Exercise prompt:
Lay out each line of the material below as a Markdown table with the columns Row and Line. Number the rows in sequence and omit blank lines.
--- start Task inputs ---
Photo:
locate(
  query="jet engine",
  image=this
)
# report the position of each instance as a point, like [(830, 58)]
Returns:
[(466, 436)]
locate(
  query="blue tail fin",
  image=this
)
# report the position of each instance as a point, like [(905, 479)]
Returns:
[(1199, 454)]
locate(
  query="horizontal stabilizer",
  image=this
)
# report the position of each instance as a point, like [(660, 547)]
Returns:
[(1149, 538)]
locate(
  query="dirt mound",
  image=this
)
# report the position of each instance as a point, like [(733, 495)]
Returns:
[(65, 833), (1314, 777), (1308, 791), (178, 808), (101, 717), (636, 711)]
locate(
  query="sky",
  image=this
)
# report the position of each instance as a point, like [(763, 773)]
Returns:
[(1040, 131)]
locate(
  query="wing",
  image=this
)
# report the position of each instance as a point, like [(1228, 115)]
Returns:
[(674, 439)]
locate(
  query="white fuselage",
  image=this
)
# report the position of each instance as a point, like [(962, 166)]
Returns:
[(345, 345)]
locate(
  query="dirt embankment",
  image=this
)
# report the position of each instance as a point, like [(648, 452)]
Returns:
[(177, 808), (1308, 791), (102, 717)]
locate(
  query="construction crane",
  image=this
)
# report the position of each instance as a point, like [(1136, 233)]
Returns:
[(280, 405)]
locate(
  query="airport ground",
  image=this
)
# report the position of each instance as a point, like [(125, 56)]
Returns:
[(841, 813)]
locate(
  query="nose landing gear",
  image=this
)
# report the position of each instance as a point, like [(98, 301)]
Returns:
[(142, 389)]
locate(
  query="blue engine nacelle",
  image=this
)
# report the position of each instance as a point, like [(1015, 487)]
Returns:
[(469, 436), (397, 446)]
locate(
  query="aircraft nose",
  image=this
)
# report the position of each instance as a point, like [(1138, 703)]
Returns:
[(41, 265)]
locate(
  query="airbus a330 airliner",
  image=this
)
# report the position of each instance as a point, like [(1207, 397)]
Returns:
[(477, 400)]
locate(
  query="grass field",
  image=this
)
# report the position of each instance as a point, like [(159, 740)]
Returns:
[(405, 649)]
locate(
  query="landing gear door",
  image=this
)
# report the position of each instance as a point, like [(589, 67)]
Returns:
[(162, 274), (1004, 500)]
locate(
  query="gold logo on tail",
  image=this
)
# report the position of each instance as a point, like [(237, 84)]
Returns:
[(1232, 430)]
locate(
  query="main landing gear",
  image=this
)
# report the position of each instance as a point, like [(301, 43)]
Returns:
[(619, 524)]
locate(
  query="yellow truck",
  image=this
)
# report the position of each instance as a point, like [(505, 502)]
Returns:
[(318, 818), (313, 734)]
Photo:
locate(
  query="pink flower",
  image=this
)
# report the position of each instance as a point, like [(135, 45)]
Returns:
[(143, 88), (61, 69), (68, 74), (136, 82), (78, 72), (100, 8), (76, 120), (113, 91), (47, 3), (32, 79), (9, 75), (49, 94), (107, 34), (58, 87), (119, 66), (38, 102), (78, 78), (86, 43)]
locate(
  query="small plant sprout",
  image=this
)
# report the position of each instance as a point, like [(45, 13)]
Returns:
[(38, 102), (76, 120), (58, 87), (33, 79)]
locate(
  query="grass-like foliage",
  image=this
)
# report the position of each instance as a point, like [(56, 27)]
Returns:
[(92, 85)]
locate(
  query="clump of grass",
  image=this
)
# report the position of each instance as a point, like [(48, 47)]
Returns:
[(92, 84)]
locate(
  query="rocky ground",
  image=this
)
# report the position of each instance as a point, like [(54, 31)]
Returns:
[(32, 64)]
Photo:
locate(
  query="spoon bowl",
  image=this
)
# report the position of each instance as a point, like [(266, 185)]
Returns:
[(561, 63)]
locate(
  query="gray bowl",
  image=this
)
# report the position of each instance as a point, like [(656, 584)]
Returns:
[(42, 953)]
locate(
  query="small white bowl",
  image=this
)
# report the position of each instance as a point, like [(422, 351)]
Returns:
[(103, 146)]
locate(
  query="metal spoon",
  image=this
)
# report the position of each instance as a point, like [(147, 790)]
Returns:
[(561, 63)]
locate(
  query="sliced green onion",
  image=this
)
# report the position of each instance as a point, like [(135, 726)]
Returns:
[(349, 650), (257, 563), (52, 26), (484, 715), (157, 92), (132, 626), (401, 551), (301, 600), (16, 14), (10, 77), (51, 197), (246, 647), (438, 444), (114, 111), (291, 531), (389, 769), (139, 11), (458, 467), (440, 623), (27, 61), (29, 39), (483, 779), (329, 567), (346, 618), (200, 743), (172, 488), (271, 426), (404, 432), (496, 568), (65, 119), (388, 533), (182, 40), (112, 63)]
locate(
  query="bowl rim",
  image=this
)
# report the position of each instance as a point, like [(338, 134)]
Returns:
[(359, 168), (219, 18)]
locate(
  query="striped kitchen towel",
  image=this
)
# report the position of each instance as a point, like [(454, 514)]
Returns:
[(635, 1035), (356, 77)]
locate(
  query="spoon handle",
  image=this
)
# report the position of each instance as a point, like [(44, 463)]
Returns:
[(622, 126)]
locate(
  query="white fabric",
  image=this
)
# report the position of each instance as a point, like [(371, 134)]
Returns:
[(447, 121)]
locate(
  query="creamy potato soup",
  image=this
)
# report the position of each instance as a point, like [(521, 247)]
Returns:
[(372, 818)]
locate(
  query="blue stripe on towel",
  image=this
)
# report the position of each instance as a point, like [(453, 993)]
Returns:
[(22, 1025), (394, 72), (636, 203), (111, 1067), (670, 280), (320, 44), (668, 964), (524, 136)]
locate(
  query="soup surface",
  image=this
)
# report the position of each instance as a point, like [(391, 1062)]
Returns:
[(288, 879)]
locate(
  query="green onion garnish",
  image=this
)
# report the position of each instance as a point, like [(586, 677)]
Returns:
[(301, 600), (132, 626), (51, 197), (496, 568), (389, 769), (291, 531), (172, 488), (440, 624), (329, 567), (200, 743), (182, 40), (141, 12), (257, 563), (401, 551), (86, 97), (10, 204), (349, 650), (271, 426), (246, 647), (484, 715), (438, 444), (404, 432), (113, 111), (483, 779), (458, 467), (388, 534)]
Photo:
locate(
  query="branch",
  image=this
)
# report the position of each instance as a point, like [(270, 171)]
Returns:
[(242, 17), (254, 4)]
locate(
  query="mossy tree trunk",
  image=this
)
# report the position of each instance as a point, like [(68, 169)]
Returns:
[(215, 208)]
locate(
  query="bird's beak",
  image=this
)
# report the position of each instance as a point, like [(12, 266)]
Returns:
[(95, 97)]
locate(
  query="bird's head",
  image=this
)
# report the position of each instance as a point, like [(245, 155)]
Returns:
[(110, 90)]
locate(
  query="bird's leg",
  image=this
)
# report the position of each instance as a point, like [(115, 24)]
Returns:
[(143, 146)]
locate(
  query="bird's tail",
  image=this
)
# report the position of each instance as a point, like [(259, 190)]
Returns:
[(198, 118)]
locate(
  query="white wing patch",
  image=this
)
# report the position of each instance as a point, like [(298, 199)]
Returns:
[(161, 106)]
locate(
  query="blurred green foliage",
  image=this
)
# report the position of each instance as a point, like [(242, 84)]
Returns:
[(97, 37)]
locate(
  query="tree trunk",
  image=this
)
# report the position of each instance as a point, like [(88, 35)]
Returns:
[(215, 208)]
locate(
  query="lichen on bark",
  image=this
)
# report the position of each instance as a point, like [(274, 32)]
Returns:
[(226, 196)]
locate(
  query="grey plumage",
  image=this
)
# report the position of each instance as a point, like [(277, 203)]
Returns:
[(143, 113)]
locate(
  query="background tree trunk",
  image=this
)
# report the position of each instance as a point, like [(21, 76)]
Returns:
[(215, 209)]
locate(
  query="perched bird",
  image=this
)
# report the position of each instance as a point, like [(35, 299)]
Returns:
--- end Task inputs ---
Answer for the task:
| Row | Line |
|---|---|
| 1 | Photo: |
| 2 | locate( |
| 3 |   query="jet engine", |
| 4 |   image=this |
| 5 | ) |
| 6 | # report the position of each instance as a point, like [(830, 58)] |
| 7 | Returns: |
| 8 | [(466, 436)] |
| 9 | locate( |
| 10 |   query="blue tail fin", |
| 11 |   image=this |
| 12 | ) |
| 13 | # report the position of each instance as a point, like [(905, 479)] |
| 14 | Returns: |
| 15 | [(1199, 454)] |
| 16 | locate( |
| 17 |   query="horizontal stabilizer", |
| 18 |   image=this |
| 19 | ) |
| 20 | # report the position of each instance as a point, like [(660, 547)] |
| 21 | Returns: |
| 22 | [(1149, 538)] |
| 23 | locate( |
| 24 |   query="dirt mound", |
| 25 |   image=this |
| 26 | ) |
| 27 | # report the position of each instance as a point, like [(733, 495)] |
| 28 | Returns: |
| 29 | [(65, 833), (1314, 777), (1308, 791), (178, 808), (101, 717), (636, 711)] |
| 30 | locate( |
| 31 |   query="sky", |
| 32 |   image=this |
| 33 | ) |
| 34 | # report the position of each instance as a point, like [(763, 773)] |
| 35 | Returns: |
| 36 | [(1040, 131)] |
| 37 | locate( |
| 38 |   query="wing", |
| 39 |   image=this |
| 40 | ) |
| 41 | # report the position of each instance as a point, like [(1228, 115)] |
| 42 | Returns: |
| 43 | [(674, 439)] |
| 44 | locate( |
| 45 |   query="white fuselage", |
| 46 |   image=this |
| 47 | ) |
| 48 | # report the position of each instance as a point, like [(962, 166)] |
| 49 | Returns: |
| 50 | [(345, 345)] |
| 51 | locate( |
| 52 |   query="dirt embankment", |
| 53 |   image=this |
| 54 | ) |
| 55 | # report the position of each instance as a point, like [(648, 452)] |
| 56 | Returns: |
| 57 | [(177, 808), (1308, 791), (102, 717)] |
| 58 | locate( |
| 59 |   query="construction crane", |
| 60 |   image=this |
| 61 | ) |
| 62 | # report the position of each instance as a point, like [(1136, 233)] |
| 63 | Returns: |
| 64 | [(280, 405)] |
| 65 | locate( |
| 66 |   query="airport ground", |
| 67 |   image=this |
| 68 | ) |
| 69 | # report the position of each instance as a point, like [(125, 56)] |
| 70 | Returns: |
| 71 | [(841, 813)] |
| 72 | locate( |
| 73 |   query="nose landing gear", |
| 74 |   image=this |
| 75 | ) |
| 76 | # report the position of each instance as a point, like [(98, 301)] |
| 77 | Returns: |
| 78 | [(142, 389)] |
| 79 | locate( |
| 80 |   query="blue engine nacelle", |
| 81 |   image=this |
| 82 | ) |
| 83 | # report the position of each instance as a point, like [(1015, 487)] |
| 84 | Returns: |
| 85 | [(469, 436), (397, 446)] |
| 86 | locate( |
| 87 |   query="aircraft nose", |
| 88 |   image=this |
| 89 | ) |
| 90 | # report the position of each instance as a point, like [(1138, 703)] |
| 91 | Returns: |
| 92 | [(41, 265)] |
| 93 | locate( |
| 94 |   query="airbus a330 airliner", |
| 95 |   image=this |
| 96 | ) |
| 97 | # report the position of each instance as a point, like [(1207, 397)] |
| 98 | Returns: |
| 99 | [(477, 400)] |
| 100 | locate( |
| 101 |   query="grass field", |
| 102 |   image=this |
| 103 | ) |
| 104 | # report the position of each instance as a point, like [(159, 740)] |
| 105 | Returns: |
| 106 | [(405, 649)] |
| 107 | locate( |
| 108 |   query="landing gear door", |
| 109 |   image=this |
| 110 | ) |
| 111 | # report the position of each instance as a point, like [(589, 67)] |
| 112 | Returns: |
| 113 | [(162, 274), (1004, 500)] |
| 114 | locate( |
| 115 |   query="gold logo on tail", |
| 116 |   image=this |
| 117 | ) |
| 118 | # report the position of each instance as a point, like [(237, 84)] |
| 119 | Returns: |
| 120 | [(1232, 430)] |
| 121 | locate( |
| 122 |   query="main landing gear", |
| 123 |   image=this |
| 124 | ) |
| 125 | # report the position of each instance as a point, like [(301, 43)] |
| 126 | Returns: |
| 127 | [(619, 524)] |
| 128 | locate( |
| 129 |   query="yellow truck", |
| 130 |   image=this |
| 131 | ) |
| 132 | # report the position of each instance as a point, like [(505, 502)] |
| 133 | Returns: |
| 134 | [(318, 818), (313, 734)] |
| 135 | Photo: |
| 136 | locate( |
| 137 |   query="pink flower", |
| 138 |   image=this |
| 139 | ) |
| 140 | # report the position of each instance as a point, like [(135, 45)] |
| 141 | Returns: |
| 142 | [(143, 88), (61, 69), (68, 74), (136, 82), (78, 72), (100, 8), (76, 120), (113, 91), (47, 3), (32, 79), (9, 75), (49, 94), (107, 34), (58, 87), (119, 66), (38, 102), (78, 78), (86, 43)] |
| 143 | locate( |
| 144 |   query="small plant sprout", |
| 145 |   image=this |
| 146 | ) |
| 147 | # report the position of each instance as a point, like [(45, 13)] |
| 148 | Returns: |
| 149 | [(38, 102), (76, 120), (58, 87), (33, 79)] |
| 150 | locate( |
| 151 |   query="grass-like foliage", |
| 152 |   image=this |
| 153 | ) |
| 154 | # report the position of each instance as a point, like [(56, 27)] |
| 155 | Returns: |
| 156 | [(92, 85)] |
| 157 | locate( |
| 158 |   query="clump of grass", |
| 159 |   image=this |
| 160 | ) |
| 161 | # report the position of each instance as a point, like [(48, 47)] |
| 162 | Returns: |
| 163 | [(92, 84)] |
| 164 | locate( |
| 165 |   query="rocky ground", |
| 166 |   image=this |
| 167 | ) |
| 168 | # report the position of each instance as a point, like [(54, 31)] |
| 169 | Returns: |
| 170 | [(32, 64)] |
| 171 | Photo: |
| 172 | locate( |
| 173 |   query="spoon bowl", |
| 174 |   image=this |
| 175 | ) |
| 176 | # report the position of each instance as a point, like [(266, 185)] |
| 177 | Returns: |
| 178 | [(561, 63)] |
| 179 | locate( |
| 180 |   query="gray bowl", |
| 181 |   image=this |
| 182 | ) |
| 183 | # report the position of each instance as a point, like [(656, 584)] |
| 184 | Returns: |
| 185 | [(42, 953)] |
| 186 | locate( |
| 187 |   query="small white bowl", |
| 188 |   image=this |
| 189 | ) |
| 190 | # report the position of each instance as a point, like [(422, 351)] |
| 191 | Returns: |
| 192 | [(103, 146)] |
| 193 | locate( |
| 194 |   query="metal spoon", |
| 195 |   image=this |
| 196 | ) |
| 197 | # report the position of each instance as a point, like [(147, 790)] |
| 198 | Returns: |
| 199 | [(561, 63)] |
| 200 | locate( |
| 201 |   query="sliced green onion", |
| 202 |   image=this |
| 203 | ) |
| 204 | # report the position of each instance as a point, like [(135, 726)] |
| 205 | Returns: |
| 206 | [(349, 650), (257, 563), (52, 26), (484, 715), (157, 92), (132, 626), (401, 551), (301, 600), (16, 14), (10, 77), (51, 197), (246, 647), (438, 444), (114, 111), (291, 531), (389, 769), (139, 11), (458, 467), (440, 623), (27, 61), (29, 39), (483, 779), (329, 567), (346, 618), (200, 743), (172, 488), (271, 426), (404, 432), (496, 568), (65, 119), (388, 533), (182, 40), (112, 63)] |
| 207 | locate( |
| 208 |   query="bowl rim", |
| 209 |   image=this |
| 210 | ) |
| 211 | # report the position of each instance as a point, like [(338, 134)] |
| 212 | Returns: |
| 213 | [(359, 168), (219, 18)] |
| 214 | locate( |
| 215 |   query="striped kitchen towel", |
| 216 |   image=this |
| 217 | ) |
| 218 | # report the position of each instance as a point, like [(454, 514)] |
| 219 | Returns: |
| 220 | [(635, 1035), (356, 77)] |
| 221 | locate( |
| 222 |   query="spoon handle", |
| 223 |   image=this |
| 224 | ) |
| 225 | # report the position of each instance as a point, like [(44, 463)] |
| 226 | Returns: |
| 227 | [(622, 126)] |
| 228 | locate( |
| 229 |   query="white fabric", |
| 230 |   image=this |
| 231 | ) |
| 232 | # report the position of each instance as a point, like [(371, 134)] |
| 233 | Returns: |
| 234 | [(447, 121)] |
| 235 | locate( |
| 236 |   query="creamy potato soup", |
| 237 |   image=this |
| 238 | ) |
| 239 | # report the position of each instance as a point, like [(521, 247)] |
| 240 | Returns: |
| 241 | [(372, 818)] |
| 242 | locate( |
| 243 |   query="blue stripe on towel", |
| 244 |   image=this |
| 245 | ) |
| 246 | # report the position of each instance as a point, like [(453, 993)] |
| 247 | Returns: |
| 248 | [(22, 1025), (394, 72), (636, 203), (111, 1067), (670, 280), (320, 44), (668, 964), (524, 136)] |
| 249 | locate( |
| 250 |   query="soup surface", |
| 251 |   image=this |
| 252 | ) |
| 253 | # report the position of each instance as a point, like [(391, 1062)] |
| 254 | Returns: |
| 255 | [(288, 879)] |
| 256 | locate( |
| 257 |   query="green onion garnish", |
| 258 |   image=this |
| 259 | ) |
| 260 | # report the position of each instance as a point, like [(586, 677)] |
| 261 | Returns: |
| 262 | [(301, 600), (132, 626), (51, 197), (496, 568), (389, 769), (291, 531), (172, 488), (440, 624), (329, 567), (200, 743), (182, 40), (141, 12), (257, 563), (401, 551), (86, 97), (10, 204), (349, 650), (271, 426), (246, 647), (484, 715), (438, 444), (404, 432), (113, 111), (483, 779), (458, 467), (388, 534)] |
| 263 | Photo: |
| 264 | locate( |
| 265 |   query="branch", |
| 266 |   image=this |
| 267 | ) |
| 268 | # report the position of each instance as a point, like [(270, 171)] |
| 269 | Returns: |
| 270 | [(242, 17), (254, 4)] |
| 271 | locate( |
| 272 |   query="mossy tree trunk", |
| 273 |   image=this |
| 274 | ) |
| 275 | # report the position of each instance as a point, like [(68, 169)] |
| 276 | Returns: |
| 277 | [(215, 208)] |
| 278 | locate( |
| 279 |   query="bird's beak", |
| 280 |   image=this |
| 281 | ) |
| 282 | # report the position of each instance as a point, like [(12, 266)] |
| 283 | Returns: |
| 284 | [(95, 97)] |
| 285 | locate( |
| 286 |   query="bird's head", |
| 287 |   image=this |
| 288 | ) |
| 289 | # report the position of each instance as a point, like [(245, 155)] |
| 290 | Returns: |
| 291 | [(110, 90)] |
| 292 | locate( |
| 293 |   query="bird's leg", |
| 294 |   image=this |
| 295 | ) |
| 296 | # report the position of each instance as a point, like [(115, 24)] |
| 297 | Returns: |
| 298 | [(143, 146)] |
| 299 | locate( |
| 300 |   query="bird's tail", |
| 301 |   image=this |
| 302 | ) |
| 303 | # report the position of each instance as a point, like [(259, 190)] |
| 304 | Returns: |
| 305 | [(198, 118)] |
| 306 | locate( |
| 307 |   query="white wing patch", |
| 308 |   image=this |
| 309 | ) |
| 310 | # report the position of each instance as a point, like [(298, 199)] |
| 311 | Returns: |
| 312 | [(161, 106)] |
| 313 | locate( |
| 314 |   query="blurred green foliage", |
| 315 |   image=this |
| 316 | ) |
| 317 | # report the position of each instance as a point, like [(242, 84)] |
| 318 | Returns: |
| 319 | [(97, 37)] |
| 320 | locate( |
| 321 |   query="tree trunk", |
| 322 |   image=this |
| 323 | ) |
| 324 | # report the position of each instance as a point, like [(88, 35)] |
| 325 | Returns: |
| 326 | [(215, 208)] |
| 327 | locate( |
| 328 |   query="lichen on bark", |
| 329 |   image=this |
| 330 | ) |
| 331 | # report the position of each instance as a point, like [(274, 32)] |
| 332 | Returns: |
| 333 | [(226, 196)] |
| 334 | locate( |
| 335 |   query="grey plumage", |
| 336 |   image=this |
| 337 | ) |
| 338 | # report the position of each instance as a point, like [(277, 203)] |
| 339 | Returns: |
| 340 | [(143, 113)] |
| 341 | locate( |
| 342 |   query="background tree trunk", |
| 343 |   image=this |
| 344 | ) |
| 345 | # report the position of each instance as a point, like [(21, 76)] |
| 346 | Returns: |
| 347 | [(215, 209)] |
| 348 | locate( |
| 349 |   query="perched bird", |
| 350 |   image=this |
| 351 | ) |
| 352 | # report the position of each instance as a point, like [(35, 299)] |
| 353 | Returns: |